SOURCE MATERIAL

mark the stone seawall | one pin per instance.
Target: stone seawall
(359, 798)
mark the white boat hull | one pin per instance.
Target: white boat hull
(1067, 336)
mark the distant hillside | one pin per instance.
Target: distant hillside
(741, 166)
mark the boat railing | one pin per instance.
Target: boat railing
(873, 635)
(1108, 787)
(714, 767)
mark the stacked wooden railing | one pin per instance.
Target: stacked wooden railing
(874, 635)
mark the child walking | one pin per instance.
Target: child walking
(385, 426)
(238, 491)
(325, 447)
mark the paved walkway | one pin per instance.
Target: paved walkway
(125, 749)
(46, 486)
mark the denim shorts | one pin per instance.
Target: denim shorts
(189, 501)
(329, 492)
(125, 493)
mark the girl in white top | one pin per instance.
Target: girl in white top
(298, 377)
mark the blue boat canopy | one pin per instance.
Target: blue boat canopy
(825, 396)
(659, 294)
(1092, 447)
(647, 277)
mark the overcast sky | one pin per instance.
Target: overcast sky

WHAT YOU NEED TO DO
The lines from the one containing "mark the blue" through the final line of the entries above are to be printed exactly, with nothing added.

ANSWER BELOW
mark the blue boat canopy | one pin per instance.
Target: blue boat canopy
(825, 396)
(659, 294)
(1092, 447)
(647, 277)
mark the overcast sky | one pin per instance.
Target: overcast sky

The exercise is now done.